- **The request**: Transcribe every entry below word for word, but skip the pictures.

━━━━━━━━━━━━━━━━━━━━━━━━━━━━━━

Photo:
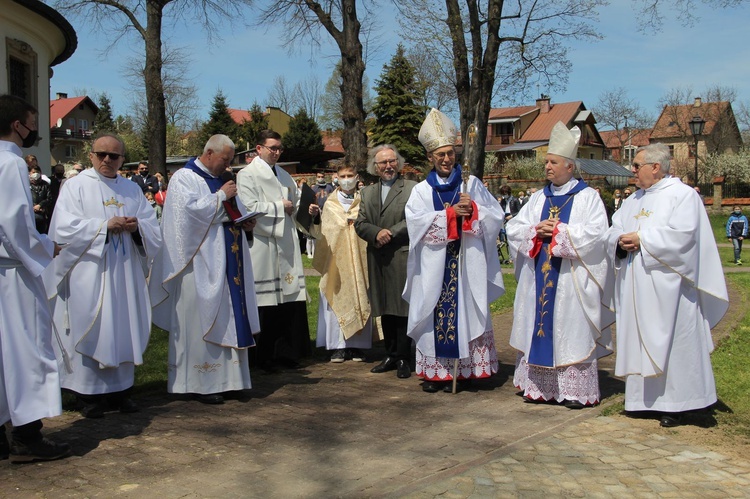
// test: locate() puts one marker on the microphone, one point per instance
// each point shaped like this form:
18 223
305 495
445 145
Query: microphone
230 204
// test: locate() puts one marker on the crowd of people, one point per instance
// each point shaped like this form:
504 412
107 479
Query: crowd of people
222 273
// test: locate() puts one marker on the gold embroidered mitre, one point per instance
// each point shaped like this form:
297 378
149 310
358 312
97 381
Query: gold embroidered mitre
437 131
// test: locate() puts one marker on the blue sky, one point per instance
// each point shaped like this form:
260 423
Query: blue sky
244 63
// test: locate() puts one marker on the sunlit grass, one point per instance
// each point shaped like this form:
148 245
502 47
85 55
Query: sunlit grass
731 361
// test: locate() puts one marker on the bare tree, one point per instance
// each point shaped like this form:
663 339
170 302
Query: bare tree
282 95
530 47
303 20
146 17
653 12
436 81
309 94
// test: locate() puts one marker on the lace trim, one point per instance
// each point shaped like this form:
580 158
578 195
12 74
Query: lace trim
437 233
576 382
563 247
528 242
481 363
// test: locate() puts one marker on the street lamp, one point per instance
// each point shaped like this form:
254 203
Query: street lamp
696 126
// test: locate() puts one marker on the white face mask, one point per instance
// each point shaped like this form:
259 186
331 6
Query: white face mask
347 184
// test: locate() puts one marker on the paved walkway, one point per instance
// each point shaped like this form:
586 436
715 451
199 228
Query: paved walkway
336 430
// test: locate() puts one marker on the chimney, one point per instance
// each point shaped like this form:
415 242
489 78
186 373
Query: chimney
543 104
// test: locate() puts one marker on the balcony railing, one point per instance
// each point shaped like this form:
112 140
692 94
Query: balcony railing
64 133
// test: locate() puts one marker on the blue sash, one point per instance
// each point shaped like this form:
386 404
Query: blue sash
547 269
233 239
446 310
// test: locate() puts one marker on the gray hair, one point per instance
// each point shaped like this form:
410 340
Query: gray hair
656 153
372 169
218 143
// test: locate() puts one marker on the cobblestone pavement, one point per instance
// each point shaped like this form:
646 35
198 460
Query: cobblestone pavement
336 430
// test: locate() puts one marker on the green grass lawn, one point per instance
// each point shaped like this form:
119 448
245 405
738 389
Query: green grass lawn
731 359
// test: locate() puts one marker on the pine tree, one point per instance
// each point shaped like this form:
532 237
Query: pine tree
103 122
398 116
303 133
219 121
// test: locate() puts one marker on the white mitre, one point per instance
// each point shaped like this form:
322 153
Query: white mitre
564 142
437 131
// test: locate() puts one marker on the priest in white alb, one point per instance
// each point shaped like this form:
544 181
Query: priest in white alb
97 285
669 292
560 326
453 273
202 282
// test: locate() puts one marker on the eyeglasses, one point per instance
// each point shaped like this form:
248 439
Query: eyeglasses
387 162
275 150
102 155
638 166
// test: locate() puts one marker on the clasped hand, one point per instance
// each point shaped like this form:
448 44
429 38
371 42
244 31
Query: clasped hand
630 241
116 225
463 207
545 228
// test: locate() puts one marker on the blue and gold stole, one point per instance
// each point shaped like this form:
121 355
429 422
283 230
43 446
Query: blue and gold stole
547 273
446 310
233 241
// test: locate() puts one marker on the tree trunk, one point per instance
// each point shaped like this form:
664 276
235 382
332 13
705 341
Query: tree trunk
474 87
157 119
354 137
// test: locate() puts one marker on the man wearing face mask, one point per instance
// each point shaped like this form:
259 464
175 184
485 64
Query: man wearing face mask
344 323
146 181
40 195
29 381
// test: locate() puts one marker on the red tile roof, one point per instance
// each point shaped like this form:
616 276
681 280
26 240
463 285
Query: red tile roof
674 120
615 139
60 108
240 115
510 112
541 127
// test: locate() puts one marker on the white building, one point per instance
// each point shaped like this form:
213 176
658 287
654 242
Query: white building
34 37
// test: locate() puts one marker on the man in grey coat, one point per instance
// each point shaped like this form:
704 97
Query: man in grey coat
382 223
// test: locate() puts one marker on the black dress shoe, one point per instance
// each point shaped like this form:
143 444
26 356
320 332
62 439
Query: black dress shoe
573 404
127 406
93 411
670 420
211 398
461 385
432 386
387 364
403 370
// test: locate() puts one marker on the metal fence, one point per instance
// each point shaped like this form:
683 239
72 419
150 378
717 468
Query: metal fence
735 189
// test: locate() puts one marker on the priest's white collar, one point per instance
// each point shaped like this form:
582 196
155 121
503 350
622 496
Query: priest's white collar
559 190
203 167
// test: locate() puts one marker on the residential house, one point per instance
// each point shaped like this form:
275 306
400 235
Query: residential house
34 37
278 121
71 120
622 144
525 130
721 134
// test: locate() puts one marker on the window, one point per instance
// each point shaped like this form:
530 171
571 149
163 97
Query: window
629 154
22 74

━━━━━━━━━━━━━━━━━━━━━━━━━━━━━━

- **Written answer**:
Photo:
// test: locate() puts one marker on the microphone, one point per instance
// each point shaped like this form:
18 223
305 495
445 145
Query: microphone
230 204
// test: locate() puts one marker on the crowd of people, one point per instance
// each point shaped like this form:
504 412
107 479
Query: crowd of people
222 273
// test: locate() puts one marker on the gold embroidered mitre, one point per instance
// each point shaped like this form:
297 378
149 310
358 312
97 381
Query: gold embroidered mitre
437 131
// test: locate() puts one marker on the blue sky, one point per instance
// each point shaped like this form:
260 423
Query: blue sky
244 63
// test: locate() puts one marker on the sunlit grass, one point per instance
// each point shaped like this form:
148 245
502 47
85 55
Query: sunlit grass
731 361
// test: locate() puts one marker on the bare tree, one point per instance
// each point shaped like this form:
663 339
170 302
Query: bare tree
282 95
530 47
303 20
146 17
653 12
436 81
309 94
// test: locate() puts one marker on the lace trim, one point per instance
// each point shaped like this form:
580 158
578 195
12 74
Query: lace trim
437 233
576 382
563 247
528 242
481 363
// test: locate() puts one marker on the street lamp, one point per instance
// each point shaped like this form:
254 203
Query: street lamp
696 126
// test: locate() puts one marker on the white face mask, one point per instance
// each point shaped like this form:
259 186
331 6
Query: white face mask
347 184
// test: locate() puts one marker on the paved walkway, one point per instance
// each point shaped like this form:
586 436
715 451
199 228
Query: paved walkway
336 430
// test: locate() puts one marker on the chimney, one point per instance
// each point shaped like this form:
415 242
489 78
186 373
Query: chimney
543 104
// test: locate() puts one marker on the balcony railing, one point per instance
// each point shaped like this form:
112 140
692 94
Query: balcony railing
64 133
// test: locate() puts one marker on the blue sash, one point per instance
// each point shaped like this form:
386 404
Query: blue sash
547 269
233 239
446 310
// test: locate() puts one marker on the gray hair, one point per instance
// each point shaped like this form:
410 340
Query: gray hair
656 153
372 169
218 143
// test: locate() puts one marker on the cobblestone pavement, one point per instance
// each point shaped like this form:
646 35
198 460
Query: cobblestone pavement
336 430
// test: locate() puts one marker on the green grass lawn, one point per instance
// each point shaped like this form:
119 448
245 405
738 389
Query: green grass lawn
731 359
// test: locate() puts one marker on the pine tree, one point per instance
// each point shaped like this form:
532 237
Query: pine tree
103 122
398 116
303 133
219 121
// test: locate() puts one marker on the white mitre, one point per instance
// each point shaped like this form:
322 153
Query: white mitre
564 142
437 131
// test: locate() puts one marker on the priest in white alb, one point per instance
// each point shaped like this form:
544 181
Query: priest in white alb
97 285
669 292
560 326
453 273
202 282
// test: locate() puts one marker on the eyeglasses, one point per instance
// each point shaped like this form:
248 439
Query: eyeglasses
387 162
275 150
102 155
638 166
// test: locate() puts one marker on the clasped hand, one point per instance
// each point shaped like this form:
448 44
429 38
371 42
244 31
Query: clasped hand
630 241
116 225
463 207
545 228
// test: locate() puts one marker on the blue and gold stole, one point per instance
// each point shaped like this form:
121 355
429 422
283 230
43 446
Query: blue and gold stole
547 273
446 310
233 241
// test: locate() puts one marker on the tree trunk, one point per instance
// each point shaped like this form:
664 276
235 382
332 13
705 341
Query: tree trunk
474 87
157 119
354 137
// test: locate() puts one marker on the man wearing face mask, one point per instance
// each point shaped like this form:
259 464
175 184
485 64
Query: man wearing face mask
344 323
146 181
40 195
29 381
// test: locate() puts one marker on the red tile roof, one point per instance
// each point shaped like this form:
616 276
681 280
26 240
463 285
Query: red tile roof
674 120
615 139
60 108
240 115
510 112
541 127
// test: locate() puts one marker on the white building, one point per instance
// each point shaped like this form:
213 176
658 287
654 242
Query: white building
34 37
// test: locate() puts one marker on the man in grey coat, one point per instance
// each point shaped like this form:
704 97
Query: man in grey coat
382 223
// test: locate() puts one marker on the black dress shoe, one point per instance
// each point shaped like this form:
143 444
26 356
320 332
62 439
Query: black dress shoe
573 404
127 406
93 411
670 420
211 398
461 385
432 386
387 364
403 370
// test: locate() puts one marker on the metal fence, one point per instance
// each point shaped like this form:
683 239
72 419
150 378
717 468
Query: metal fence
735 189
// test: locate() puts one marker on the priest's white collar, one point per instance
// each point shaped like this form:
582 196
155 121
503 350
622 496
Query: priest's white collar
559 190
203 167
// test: locate() puts one marker on the residential house, one point per instance
// each point shaped like this form:
275 306
400 235
Query: residential house
34 37
278 121
71 120
622 144
525 130
721 134
// test: locate() puts one marker on the window, one point per instance
// each point shaped like this form:
530 171
571 149
163 97
Query: window
629 154
22 74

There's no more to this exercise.